• Activity: In the data that follows, count each line with the string "polo"; the reply is the number only.

(Dataset items)
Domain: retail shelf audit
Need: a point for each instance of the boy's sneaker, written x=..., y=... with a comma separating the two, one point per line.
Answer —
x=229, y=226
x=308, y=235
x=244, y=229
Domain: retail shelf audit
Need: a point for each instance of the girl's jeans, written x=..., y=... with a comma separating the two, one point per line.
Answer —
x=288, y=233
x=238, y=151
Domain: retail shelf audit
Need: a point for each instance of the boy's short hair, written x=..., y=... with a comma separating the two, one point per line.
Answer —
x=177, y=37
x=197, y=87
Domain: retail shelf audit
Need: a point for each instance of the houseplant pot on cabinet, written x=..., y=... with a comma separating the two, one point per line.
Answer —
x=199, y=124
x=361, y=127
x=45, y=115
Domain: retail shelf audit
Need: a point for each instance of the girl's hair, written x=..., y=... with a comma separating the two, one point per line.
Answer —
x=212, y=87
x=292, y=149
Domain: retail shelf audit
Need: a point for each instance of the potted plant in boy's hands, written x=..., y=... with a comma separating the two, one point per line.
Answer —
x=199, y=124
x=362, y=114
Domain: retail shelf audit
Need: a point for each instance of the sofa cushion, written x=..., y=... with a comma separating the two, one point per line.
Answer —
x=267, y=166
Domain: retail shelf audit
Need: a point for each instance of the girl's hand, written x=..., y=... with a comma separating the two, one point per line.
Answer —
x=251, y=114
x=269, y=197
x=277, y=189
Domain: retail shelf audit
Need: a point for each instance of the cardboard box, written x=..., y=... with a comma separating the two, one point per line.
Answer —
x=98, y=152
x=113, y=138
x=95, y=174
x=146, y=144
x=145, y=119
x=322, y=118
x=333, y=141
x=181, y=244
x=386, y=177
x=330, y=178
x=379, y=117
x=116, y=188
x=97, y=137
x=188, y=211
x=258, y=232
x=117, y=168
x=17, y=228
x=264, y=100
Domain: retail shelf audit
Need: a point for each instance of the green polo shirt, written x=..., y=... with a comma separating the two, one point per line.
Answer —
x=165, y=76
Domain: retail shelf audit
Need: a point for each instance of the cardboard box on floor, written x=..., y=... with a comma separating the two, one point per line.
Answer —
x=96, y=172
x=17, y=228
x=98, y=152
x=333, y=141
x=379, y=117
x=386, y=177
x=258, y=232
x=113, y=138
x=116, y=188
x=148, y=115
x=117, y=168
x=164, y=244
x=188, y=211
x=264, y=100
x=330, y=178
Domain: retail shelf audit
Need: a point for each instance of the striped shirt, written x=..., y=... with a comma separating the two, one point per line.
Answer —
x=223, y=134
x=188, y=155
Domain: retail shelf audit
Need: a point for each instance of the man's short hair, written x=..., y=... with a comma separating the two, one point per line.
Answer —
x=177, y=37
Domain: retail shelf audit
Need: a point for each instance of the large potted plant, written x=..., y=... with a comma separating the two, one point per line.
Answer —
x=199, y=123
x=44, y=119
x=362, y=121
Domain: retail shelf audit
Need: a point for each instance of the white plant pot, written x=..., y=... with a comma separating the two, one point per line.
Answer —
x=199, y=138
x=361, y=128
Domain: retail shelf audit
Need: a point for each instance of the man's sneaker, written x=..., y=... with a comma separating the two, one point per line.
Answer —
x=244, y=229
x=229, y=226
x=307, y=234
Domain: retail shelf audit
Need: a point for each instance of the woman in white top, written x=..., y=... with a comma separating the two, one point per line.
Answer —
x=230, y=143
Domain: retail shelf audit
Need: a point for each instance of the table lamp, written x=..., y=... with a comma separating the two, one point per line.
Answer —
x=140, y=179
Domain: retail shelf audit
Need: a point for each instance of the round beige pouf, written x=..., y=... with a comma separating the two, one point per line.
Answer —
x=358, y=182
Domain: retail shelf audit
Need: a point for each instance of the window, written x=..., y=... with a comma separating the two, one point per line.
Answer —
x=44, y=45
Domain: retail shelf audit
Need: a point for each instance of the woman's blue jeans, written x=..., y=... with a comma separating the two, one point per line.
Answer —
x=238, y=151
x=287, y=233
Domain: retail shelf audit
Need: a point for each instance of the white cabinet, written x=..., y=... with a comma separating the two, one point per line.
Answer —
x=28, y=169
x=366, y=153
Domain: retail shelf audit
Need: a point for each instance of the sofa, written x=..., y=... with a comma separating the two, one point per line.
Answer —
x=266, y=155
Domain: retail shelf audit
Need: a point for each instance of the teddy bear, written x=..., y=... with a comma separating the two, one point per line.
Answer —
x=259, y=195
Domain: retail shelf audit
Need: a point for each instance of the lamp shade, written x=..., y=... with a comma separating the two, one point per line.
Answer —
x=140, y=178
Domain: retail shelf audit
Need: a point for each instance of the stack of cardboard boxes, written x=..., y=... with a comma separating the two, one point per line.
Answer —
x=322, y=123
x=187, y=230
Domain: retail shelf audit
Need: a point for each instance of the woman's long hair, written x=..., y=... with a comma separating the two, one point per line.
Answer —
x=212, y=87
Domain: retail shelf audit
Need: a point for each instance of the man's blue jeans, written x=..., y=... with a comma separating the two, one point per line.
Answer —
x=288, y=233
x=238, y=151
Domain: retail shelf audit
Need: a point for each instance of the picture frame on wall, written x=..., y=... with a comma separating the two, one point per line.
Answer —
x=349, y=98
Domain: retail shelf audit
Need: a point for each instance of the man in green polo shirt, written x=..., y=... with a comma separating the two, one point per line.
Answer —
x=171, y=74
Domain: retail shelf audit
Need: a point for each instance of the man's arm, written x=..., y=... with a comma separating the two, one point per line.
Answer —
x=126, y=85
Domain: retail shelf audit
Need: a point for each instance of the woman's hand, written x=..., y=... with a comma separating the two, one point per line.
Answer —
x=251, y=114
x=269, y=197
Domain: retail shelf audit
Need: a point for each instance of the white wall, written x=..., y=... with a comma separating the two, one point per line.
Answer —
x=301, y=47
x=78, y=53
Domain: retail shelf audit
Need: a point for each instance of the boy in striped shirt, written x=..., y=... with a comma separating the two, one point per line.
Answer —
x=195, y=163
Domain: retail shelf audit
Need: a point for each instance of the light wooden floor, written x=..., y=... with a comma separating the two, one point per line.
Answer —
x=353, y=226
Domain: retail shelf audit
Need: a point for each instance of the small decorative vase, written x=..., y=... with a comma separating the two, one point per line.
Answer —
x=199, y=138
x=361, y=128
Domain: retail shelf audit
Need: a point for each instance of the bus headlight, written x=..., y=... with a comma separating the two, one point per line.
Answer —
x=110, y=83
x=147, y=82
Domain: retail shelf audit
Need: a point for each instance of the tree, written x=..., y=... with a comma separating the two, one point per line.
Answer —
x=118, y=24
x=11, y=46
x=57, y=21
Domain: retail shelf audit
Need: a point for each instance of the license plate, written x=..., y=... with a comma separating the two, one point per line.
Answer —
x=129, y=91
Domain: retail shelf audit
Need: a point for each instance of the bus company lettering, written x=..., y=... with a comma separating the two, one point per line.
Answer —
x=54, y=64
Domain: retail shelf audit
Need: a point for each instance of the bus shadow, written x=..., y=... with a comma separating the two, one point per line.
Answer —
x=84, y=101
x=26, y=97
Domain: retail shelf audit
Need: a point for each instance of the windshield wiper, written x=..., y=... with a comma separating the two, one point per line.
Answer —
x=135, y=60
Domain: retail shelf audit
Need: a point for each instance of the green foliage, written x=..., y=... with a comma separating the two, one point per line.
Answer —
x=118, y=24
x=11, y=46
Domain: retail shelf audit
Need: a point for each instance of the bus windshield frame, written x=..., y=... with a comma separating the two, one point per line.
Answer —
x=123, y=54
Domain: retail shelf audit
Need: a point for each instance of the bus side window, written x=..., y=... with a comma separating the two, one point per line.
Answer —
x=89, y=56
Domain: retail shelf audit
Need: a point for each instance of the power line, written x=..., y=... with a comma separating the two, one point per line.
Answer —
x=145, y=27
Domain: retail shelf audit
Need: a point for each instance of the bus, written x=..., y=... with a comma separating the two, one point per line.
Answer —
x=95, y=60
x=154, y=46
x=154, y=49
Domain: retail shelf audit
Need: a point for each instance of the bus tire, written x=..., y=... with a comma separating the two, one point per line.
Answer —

• Output for this exercise: 2